**Directions for this task:**
Return the lines from the start of the data through the line with "Target: man in dark suit". Include both of those lines and no others.

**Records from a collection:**
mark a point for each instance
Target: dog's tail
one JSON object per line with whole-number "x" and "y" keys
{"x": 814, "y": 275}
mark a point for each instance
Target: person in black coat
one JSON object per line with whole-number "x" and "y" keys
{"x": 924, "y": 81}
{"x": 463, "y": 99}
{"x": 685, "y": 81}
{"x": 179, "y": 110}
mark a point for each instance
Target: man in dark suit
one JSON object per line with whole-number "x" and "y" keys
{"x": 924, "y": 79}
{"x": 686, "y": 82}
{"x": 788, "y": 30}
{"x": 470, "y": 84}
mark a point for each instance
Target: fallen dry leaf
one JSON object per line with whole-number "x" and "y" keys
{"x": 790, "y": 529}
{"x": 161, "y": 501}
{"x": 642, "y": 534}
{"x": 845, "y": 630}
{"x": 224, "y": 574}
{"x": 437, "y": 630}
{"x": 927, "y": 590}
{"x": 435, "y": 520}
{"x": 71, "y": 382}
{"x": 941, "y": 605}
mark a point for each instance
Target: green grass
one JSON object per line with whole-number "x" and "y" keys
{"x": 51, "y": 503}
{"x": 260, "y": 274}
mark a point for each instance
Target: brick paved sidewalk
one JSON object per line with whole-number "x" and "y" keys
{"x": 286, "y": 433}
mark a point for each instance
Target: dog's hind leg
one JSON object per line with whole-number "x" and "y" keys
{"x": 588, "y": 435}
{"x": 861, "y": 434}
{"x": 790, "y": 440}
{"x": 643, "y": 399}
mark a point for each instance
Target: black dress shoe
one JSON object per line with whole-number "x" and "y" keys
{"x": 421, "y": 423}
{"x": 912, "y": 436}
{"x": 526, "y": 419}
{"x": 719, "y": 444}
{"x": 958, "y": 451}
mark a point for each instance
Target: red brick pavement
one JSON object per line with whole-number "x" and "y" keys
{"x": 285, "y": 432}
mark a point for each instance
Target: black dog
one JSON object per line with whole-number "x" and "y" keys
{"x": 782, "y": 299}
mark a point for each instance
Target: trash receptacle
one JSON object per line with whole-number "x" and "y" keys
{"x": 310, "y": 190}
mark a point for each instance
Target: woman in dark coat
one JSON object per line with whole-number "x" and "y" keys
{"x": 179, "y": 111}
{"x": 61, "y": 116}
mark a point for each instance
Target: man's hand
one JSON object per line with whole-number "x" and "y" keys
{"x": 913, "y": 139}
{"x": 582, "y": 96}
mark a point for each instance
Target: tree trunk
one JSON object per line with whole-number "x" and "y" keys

**Result for this exercise:**
mark a point for each instance
Target: dog's tail
one JSON object per line with whole-number "x" and "y" keys
{"x": 814, "y": 275}
mark a point for each instance
Target: person in black coat
one JSON object per line with whole-number "x" and "y" keys
{"x": 924, "y": 81}
{"x": 463, "y": 99}
{"x": 685, "y": 81}
{"x": 179, "y": 110}
mark a point for each instance
Target: man in dark suit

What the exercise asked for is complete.